→ **TASK REQUIREMENTS**
Type out each entry exactly as it appears, but keep every image out.

→ **RECORDS TO PROCESS**
++++++++++

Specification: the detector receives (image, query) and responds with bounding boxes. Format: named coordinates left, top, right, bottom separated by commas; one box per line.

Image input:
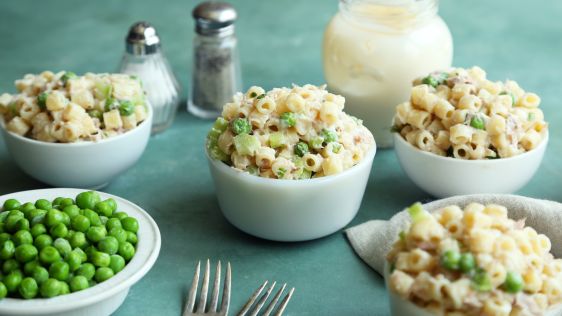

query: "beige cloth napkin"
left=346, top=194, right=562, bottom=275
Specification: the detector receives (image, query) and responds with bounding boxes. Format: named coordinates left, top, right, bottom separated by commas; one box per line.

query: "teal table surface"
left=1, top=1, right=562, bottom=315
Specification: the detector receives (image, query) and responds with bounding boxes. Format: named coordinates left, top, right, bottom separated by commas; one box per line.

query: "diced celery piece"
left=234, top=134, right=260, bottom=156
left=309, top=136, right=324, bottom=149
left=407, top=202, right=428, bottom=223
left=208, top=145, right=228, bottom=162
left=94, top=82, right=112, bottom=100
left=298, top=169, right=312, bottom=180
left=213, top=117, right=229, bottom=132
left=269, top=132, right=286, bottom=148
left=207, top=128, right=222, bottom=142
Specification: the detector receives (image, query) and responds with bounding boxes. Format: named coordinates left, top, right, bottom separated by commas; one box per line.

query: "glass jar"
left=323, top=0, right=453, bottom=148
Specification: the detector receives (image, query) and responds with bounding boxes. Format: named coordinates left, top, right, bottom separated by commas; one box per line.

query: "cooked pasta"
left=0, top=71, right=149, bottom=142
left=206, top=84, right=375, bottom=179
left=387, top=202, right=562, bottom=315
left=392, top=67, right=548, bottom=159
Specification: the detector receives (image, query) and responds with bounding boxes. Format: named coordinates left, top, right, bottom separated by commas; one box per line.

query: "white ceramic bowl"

++++++++++

→ **COMPLETED EXERCISE**
Specification: the detector receives (image, query) and responds with bounding boxes. Format: named coordinates left, top, right, bottom separated by commas; one box per line.

Image input:

query: "beige cloth napkin"
left=346, top=194, right=562, bottom=275
Specification: the detector receives (image, query) and responds with bounding boxes. Format: named coordinates left, top, right, bottom separated by commas; one box per line.

query: "teal table surface"
left=1, top=1, right=562, bottom=315
Specification: the detector receives (image, query) and responds with bounding boxes. Format: named coordinates left, top, right, bottom separated by commas; one box per line.

query: "diced celery piece"
left=234, top=134, right=260, bottom=156
left=309, top=136, right=324, bottom=149
left=407, top=202, right=428, bottom=223
left=208, top=145, right=228, bottom=162
left=94, top=82, right=112, bottom=100
left=298, top=169, right=312, bottom=180
left=213, top=117, right=229, bottom=132
left=269, top=132, right=286, bottom=148
left=207, top=128, right=222, bottom=142
Specification: the detector receives (image, query) and responds with bounding boxes. Format: named coordinates left, top, right, bottom separated by commas; one box per line.

query: "glass jar"
left=323, top=0, right=453, bottom=148
Specification: the detector receives (image, query) and responds with bounding boxes. Format: named coordinates left, top, right, bottom separated by commas; one box per line.

query: "cooked pasta"
left=0, top=71, right=149, bottom=142
left=206, top=84, right=375, bottom=179
left=387, top=202, right=562, bottom=315
left=392, top=67, right=548, bottom=159
Specification: the detector receives (image, query) and responds with bounding boxes. Format: named coordinates left, top, right, bottom separated by commas; one box per line.

query: "white ceramic bowl"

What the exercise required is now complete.